| Consigne 1 |
Recopiez à l'identique les lignes des données de l'exercice en partant de celle qui contient « TARGET = carved stone cornice », incluse, jusqu'à la toute dernière ligne de ces données, incluse elle aussi.

| Extrait du document |
Intervention de Roch-Olivier Maistre

Réunion du mardi 7 juillet 2020 à 17h15
Commission des affaires culturelles et de l'éducation

Roch-Olivier Maistre, président du CSA :

Le CSA n'a pas connu d'interruption de son activité pendant la période difficile que nous venons de traverser. À la faveur du télétravail, grâce à l'engagement de son collège et de ses équipes, le Conseil a assuré la continuité de ses missions.

Avant de revenir sur les conséquences de la crise sanitaire pour les médias audiovisuels, je commencerai par une brève présentation du rapport d'activité 2019 que le CSA a adopté le 3 juin dernier.

Pour le Conseil, 2019 a concrétisé l'engagement d'une nouvelle phase de changements.

Le CSA a continué à accompagner les transformations du paysage audiovisuel français. La transition numérique y prend une large part. À mon sens, elle propage une onde de choc dont nous n'avons pas encore, tant s'en faut, mesuré l'exacte amplitude.

| Consigne 2 |
D'après l'extrait de l'intervention devant la commission, quel jour le CSA a-t-il adopté son rapport d'activité 2019 ?

| Données de l'exercice |
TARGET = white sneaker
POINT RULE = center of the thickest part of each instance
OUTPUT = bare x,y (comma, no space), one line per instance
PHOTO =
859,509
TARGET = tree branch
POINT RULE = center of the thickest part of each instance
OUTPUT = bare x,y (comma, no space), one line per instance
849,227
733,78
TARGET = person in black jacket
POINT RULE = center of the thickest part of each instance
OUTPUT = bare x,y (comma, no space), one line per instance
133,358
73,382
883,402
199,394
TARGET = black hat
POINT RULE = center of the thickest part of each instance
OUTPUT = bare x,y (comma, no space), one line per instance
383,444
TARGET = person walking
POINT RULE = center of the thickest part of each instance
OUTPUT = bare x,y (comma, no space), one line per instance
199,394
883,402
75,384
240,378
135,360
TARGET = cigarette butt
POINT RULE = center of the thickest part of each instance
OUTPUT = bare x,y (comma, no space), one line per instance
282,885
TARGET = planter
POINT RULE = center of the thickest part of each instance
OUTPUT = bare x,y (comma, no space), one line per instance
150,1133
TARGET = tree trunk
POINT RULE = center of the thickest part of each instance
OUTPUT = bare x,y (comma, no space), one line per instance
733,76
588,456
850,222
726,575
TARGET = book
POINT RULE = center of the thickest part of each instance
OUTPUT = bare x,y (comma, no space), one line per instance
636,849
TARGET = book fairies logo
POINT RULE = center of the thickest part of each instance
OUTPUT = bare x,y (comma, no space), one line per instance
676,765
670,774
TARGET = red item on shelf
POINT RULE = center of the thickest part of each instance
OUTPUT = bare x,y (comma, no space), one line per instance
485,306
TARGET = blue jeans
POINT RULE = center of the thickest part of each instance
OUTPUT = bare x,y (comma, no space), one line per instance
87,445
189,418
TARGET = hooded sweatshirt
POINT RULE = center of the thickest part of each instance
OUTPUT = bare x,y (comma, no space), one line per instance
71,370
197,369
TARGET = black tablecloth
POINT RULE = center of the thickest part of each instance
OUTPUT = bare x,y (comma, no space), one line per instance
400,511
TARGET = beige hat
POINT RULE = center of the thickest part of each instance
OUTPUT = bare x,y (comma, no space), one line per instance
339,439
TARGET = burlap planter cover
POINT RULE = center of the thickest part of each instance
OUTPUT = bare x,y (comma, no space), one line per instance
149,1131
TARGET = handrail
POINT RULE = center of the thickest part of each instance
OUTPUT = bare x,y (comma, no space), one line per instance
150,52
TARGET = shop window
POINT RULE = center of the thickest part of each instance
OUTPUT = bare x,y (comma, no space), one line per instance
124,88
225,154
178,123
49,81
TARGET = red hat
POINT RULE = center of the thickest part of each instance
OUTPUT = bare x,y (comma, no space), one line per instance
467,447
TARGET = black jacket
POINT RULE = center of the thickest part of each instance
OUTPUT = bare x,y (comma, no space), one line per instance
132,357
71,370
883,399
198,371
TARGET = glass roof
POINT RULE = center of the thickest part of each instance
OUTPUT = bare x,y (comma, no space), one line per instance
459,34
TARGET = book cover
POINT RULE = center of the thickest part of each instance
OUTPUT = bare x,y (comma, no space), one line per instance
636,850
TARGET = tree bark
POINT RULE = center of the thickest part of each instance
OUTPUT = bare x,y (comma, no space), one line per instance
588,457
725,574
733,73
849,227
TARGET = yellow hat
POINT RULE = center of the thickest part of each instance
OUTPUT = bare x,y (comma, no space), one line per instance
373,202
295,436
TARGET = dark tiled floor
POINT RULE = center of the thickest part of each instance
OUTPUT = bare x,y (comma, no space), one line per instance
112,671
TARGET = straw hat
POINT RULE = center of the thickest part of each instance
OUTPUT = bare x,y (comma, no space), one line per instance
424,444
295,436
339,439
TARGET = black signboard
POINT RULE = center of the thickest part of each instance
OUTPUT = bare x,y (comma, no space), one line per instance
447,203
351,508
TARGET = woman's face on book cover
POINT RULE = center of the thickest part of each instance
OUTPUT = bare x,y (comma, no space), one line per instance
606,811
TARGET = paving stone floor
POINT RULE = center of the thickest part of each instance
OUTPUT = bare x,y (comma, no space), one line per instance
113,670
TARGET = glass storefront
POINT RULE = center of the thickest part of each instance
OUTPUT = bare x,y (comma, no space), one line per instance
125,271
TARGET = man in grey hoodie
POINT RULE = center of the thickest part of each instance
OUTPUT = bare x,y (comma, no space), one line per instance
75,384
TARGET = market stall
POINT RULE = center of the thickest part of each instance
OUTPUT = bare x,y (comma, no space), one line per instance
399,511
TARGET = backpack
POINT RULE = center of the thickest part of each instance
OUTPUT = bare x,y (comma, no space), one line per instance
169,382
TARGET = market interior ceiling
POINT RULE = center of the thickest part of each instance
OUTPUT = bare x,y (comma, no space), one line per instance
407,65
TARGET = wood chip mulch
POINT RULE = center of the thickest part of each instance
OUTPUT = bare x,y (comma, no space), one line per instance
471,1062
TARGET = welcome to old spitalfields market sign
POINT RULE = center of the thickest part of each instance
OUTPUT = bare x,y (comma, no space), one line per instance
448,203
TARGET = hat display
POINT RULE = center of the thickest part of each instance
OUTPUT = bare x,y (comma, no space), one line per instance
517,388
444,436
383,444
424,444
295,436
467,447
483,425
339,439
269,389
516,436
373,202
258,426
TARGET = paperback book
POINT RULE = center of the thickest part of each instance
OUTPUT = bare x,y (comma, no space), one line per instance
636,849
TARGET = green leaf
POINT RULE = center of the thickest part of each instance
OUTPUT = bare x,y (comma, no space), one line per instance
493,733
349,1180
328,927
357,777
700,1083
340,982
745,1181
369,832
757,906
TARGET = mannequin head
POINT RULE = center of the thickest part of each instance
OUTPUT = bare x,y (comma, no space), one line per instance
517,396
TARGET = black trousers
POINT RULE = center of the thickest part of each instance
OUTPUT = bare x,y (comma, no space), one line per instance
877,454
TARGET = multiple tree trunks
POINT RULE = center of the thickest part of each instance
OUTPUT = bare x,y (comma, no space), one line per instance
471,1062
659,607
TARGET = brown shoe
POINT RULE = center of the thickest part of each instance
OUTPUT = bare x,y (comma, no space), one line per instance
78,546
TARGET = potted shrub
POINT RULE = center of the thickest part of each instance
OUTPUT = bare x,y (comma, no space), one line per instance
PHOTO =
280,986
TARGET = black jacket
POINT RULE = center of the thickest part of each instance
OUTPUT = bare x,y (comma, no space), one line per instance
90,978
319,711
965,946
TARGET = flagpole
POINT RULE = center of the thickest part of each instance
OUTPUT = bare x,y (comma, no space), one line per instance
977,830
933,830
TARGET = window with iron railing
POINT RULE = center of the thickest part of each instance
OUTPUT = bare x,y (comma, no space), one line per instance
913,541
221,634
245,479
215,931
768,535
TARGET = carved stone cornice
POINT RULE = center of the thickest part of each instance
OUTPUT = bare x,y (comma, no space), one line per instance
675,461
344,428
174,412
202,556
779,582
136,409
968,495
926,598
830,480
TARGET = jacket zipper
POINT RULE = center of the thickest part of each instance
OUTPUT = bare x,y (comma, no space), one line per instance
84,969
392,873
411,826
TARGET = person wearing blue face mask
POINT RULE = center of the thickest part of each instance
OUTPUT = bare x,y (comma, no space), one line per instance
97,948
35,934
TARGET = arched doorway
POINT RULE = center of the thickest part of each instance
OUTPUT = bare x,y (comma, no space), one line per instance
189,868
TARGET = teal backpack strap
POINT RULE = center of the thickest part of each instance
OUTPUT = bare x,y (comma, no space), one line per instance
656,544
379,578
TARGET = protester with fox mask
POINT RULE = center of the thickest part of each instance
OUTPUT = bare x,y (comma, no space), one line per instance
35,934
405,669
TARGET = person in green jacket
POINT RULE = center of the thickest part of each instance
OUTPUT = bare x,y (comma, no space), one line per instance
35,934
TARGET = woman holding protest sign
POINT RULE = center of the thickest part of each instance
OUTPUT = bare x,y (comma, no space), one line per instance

| Réponse finale 1 |
TARGET = carved stone cornice
POINT RULE = center of the thickest part of each instance
OUTPUT = bare x,y (comma, no space), one line per instance
675,461
344,428
174,412
202,556
779,582
136,409
968,495
926,598
830,480
TARGET = jacket zipper
POINT RULE = center of the thickest part of each instance
OUTPUT = bare x,y (comma, no space), one line per instance
84,969
392,873
411,826
TARGET = person wearing blue face mask
POINT RULE = center of the thickest part of each instance
OUTPUT = bare x,y (comma, no space), one line per instance
97,948
35,934
TARGET = arched doorway
POINT RULE = center of the thickest part of each instance
OUTPUT = bare x,y (comma, no space), one line per instance
189,868
TARGET = teal backpack strap
POINT RULE = center of the thickest part of each instance
OUTPUT = bare x,y (comma, no space), one line per instance
656,544
379,578
TARGET = protester with fox mask
POINT RULE = center of the thickest part of each instance
OUTPUT = bare x,y (comma, no space), one line per instance
35,934
405,669
TARGET = person in green jacket
POINT RULE = center of the thickest part of each instance
OUTPUT = bare x,y (comma, no space), one line per instance
35,934
TARGET = woman holding protest sign
POINT RULE = center of the thickest part of each instance
OUTPUT = bare x,y (comma, no space), one line per instance

| Réponse finale 2 |
Le 3 juin.